══ SELECTED TEXT ══
I agree with you that his style and approach is inappropriate in America. However, let's look at the bigger picture. Even if he was more appropriate, and simply made small talk with those girls, by asking them an innocent question and rolling from there, the end result would not be much different 95 percent of the time.
Suppose he started by saying, "Where's market street?" Then after that, "I'm new in town, do you know where's a good place to eat?" and then "Hey I like your purse. It's cute." etc. and rolled with it from there, the conversation still would usually end with the girl saying, "Well it's nice meeting you. Good luck." and then leaving. If you don't believe me, try it. Film it secretly if you want, but you will find that the end result is the same. The only difference is they may not be creeped out as much.
Also in the video where he was saying "I like you" to random girls, he said at the beginning that he was just following some PUA advice that he read about being honest and direct with girls. So he was trying to disprove it and showing it to be BS.
═══
══ LISTING ══
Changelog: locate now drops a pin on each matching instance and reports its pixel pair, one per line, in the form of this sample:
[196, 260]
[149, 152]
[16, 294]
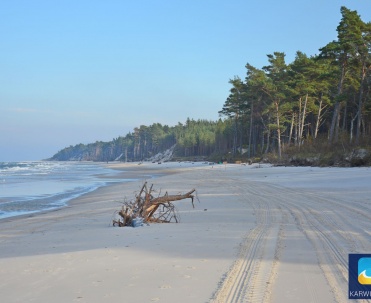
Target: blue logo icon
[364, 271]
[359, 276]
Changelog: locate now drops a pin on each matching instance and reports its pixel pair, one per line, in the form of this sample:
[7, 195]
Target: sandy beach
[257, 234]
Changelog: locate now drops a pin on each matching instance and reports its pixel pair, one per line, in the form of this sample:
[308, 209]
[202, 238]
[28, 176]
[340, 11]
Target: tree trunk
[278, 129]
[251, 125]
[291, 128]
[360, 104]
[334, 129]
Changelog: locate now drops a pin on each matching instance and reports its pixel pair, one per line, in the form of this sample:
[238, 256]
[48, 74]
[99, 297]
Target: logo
═══
══ LISTING ══
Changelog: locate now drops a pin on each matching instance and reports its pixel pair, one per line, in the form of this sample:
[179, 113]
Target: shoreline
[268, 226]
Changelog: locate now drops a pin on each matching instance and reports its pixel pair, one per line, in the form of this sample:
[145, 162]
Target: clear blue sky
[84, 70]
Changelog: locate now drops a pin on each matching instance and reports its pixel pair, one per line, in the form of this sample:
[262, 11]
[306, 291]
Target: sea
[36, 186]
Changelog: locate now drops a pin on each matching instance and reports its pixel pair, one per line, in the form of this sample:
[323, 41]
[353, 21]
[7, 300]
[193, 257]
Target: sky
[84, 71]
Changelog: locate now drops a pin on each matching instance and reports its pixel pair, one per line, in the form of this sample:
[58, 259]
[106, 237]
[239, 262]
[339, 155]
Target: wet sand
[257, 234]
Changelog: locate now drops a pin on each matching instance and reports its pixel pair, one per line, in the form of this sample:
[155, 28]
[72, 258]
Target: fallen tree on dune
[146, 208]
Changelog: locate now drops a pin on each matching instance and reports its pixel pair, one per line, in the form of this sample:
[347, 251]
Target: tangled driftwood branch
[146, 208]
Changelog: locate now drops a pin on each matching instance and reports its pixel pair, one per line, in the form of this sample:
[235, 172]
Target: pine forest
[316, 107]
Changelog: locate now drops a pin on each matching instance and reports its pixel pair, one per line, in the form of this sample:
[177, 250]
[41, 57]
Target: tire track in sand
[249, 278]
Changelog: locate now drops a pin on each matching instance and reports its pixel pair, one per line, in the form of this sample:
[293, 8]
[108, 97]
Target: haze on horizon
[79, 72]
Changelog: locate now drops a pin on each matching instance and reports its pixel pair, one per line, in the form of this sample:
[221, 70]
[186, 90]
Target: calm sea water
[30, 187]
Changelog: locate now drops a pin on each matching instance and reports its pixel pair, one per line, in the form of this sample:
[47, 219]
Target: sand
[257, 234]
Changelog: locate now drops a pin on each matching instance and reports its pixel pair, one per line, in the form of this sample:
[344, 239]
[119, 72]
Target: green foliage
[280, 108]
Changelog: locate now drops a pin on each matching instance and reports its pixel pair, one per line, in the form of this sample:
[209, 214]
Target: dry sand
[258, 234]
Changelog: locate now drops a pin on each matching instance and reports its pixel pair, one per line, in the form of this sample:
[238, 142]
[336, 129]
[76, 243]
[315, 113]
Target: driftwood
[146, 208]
═══
> WRITTEN INSTRUCTION 1
Answer these questions using the post about approaching women, marking your answers (a), (b) and (c):
(a) For what percentage of the time does the writer say the end result would not be much different?
(b) Which street does the imagined opening question ask about?
(c) What advice did the man say he was following in the video where he said "I like you"?
> WRITTEN INSTRUCTION 2
Go on with the post about approaching women, picking up right after its last sentence.

> EXERCISE OUTPUT 1
(a) 95 percent
(b) Market street
(c) PUA advice about being honest and direct with girls

> EXERCISE OUTPUT 2
In the other video where he said a simple hi to many American girls, yeah it looked like he was just fishing for a reaction. 2 or 3 of the girls were more relaxed and said hello back to him. He should have followed up by asking some open ended questions such as "What you up to today?" or "What do you think of Obama?" or "I like your purse." or even a neg like "I like your dress. My grandma has the same one." lol
But again, usually even if you get American girls to talk, it doesn't end in a date. It just ends with them leaving and wishing you a nice day before they never see you again. I did all this in the 1990's. That's why I know it's a no win situation either way.
Btw, I think he'd do well in Russia and Eastern Europe. They love direct blunt approaches like that there. They are much more fearless about it, as I've said many times before.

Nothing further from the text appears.